Stored data
******************************

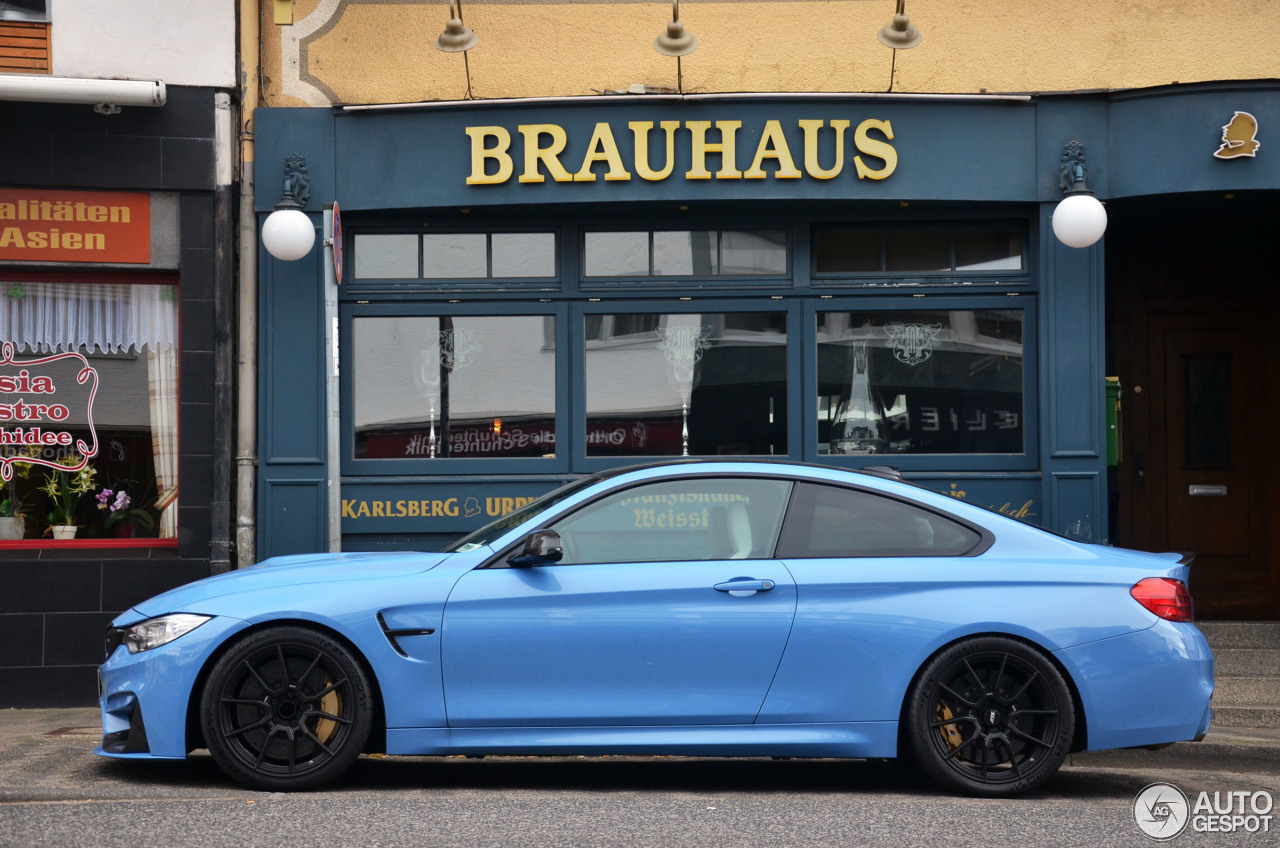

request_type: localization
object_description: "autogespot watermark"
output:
[1133,783,1275,839]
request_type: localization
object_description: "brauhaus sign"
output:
[466,118,897,186]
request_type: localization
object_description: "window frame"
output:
[343,222,564,295]
[809,218,1036,289]
[577,220,796,295]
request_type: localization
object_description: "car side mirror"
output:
[507,530,564,569]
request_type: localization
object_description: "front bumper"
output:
[93,617,246,760]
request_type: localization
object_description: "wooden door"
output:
[1119,301,1280,619]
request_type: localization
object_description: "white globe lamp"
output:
[1053,195,1107,247]
[1053,141,1107,247]
[262,209,316,263]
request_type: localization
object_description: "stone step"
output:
[1213,676,1280,708]
[1213,696,1280,728]
[1196,621,1280,653]
[1213,648,1280,678]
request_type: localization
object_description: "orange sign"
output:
[0,188,151,264]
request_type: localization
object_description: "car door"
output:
[442,477,796,728]
[759,483,991,724]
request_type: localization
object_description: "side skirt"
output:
[387,721,897,758]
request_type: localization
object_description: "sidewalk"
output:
[0,707,1280,774]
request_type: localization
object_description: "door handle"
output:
[713,578,777,597]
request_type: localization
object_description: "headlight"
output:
[108,612,211,656]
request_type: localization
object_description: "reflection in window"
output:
[355,234,417,279]
[813,228,1023,274]
[585,313,787,456]
[553,478,791,565]
[355,233,556,279]
[817,310,1024,455]
[582,229,787,278]
[422,233,489,279]
[0,282,178,539]
[352,315,557,460]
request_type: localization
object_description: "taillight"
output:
[1129,578,1196,621]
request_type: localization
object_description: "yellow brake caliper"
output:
[937,701,964,751]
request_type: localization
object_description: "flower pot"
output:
[0,515,27,541]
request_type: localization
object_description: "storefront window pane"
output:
[585,313,787,456]
[355,233,417,279]
[721,229,787,277]
[813,231,881,274]
[415,233,489,279]
[817,309,1025,453]
[956,229,1023,270]
[582,232,649,277]
[490,233,556,277]
[653,229,719,277]
[0,282,178,539]
[884,229,951,274]
[352,315,557,460]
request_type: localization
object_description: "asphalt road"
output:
[0,710,1280,848]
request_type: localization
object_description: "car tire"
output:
[905,637,1075,798]
[200,626,374,792]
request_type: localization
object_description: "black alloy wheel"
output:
[201,626,372,792]
[906,637,1075,797]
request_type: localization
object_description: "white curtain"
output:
[147,347,178,539]
[0,283,178,539]
[0,283,178,354]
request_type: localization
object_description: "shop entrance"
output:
[1110,197,1280,620]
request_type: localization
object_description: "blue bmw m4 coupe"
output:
[97,461,1213,797]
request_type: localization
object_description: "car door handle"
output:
[714,578,777,594]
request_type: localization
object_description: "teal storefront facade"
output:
[256,85,1280,617]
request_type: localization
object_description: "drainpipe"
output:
[236,0,260,569]
[209,91,236,574]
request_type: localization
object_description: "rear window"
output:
[778,483,982,559]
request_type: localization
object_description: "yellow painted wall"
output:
[261,0,1280,106]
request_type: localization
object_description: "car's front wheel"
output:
[200,626,372,792]
[906,637,1075,797]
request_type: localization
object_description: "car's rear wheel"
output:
[201,626,372,792]
[906,637,1075,797]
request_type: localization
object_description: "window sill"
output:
[0,539,178,551]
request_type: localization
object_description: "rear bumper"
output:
[1057,620,1213,751]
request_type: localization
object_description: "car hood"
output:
[129,552,449,619]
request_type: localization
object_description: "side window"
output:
[778,483,982,559]
[552,477,791,565]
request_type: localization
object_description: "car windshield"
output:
[444,474,604,553]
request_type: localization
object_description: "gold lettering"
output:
[800,120,850,179]
[573,122,631,183]
[467,127,516,186]
[516,124,573,183]
[627,120,680,182]
[742,120,803,179]
[854,118,897,179]
[685,120,742,179]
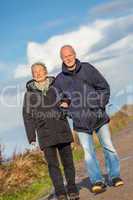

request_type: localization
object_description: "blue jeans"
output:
[77,124,120,184]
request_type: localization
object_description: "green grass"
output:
[0,177,51,200]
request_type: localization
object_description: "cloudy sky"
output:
[0,0,133,156]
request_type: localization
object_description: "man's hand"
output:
[31,142,36,146]
[60,102,69,108]
[30,141,37,150]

******************************

- [WHAT YOU WILL DO]:
Identify every line in the listing that holds the word "white", and copy each of those lines.

- [TASK OUTPUT]:
object_description: "white globe lamp"
object_description: "white curtain"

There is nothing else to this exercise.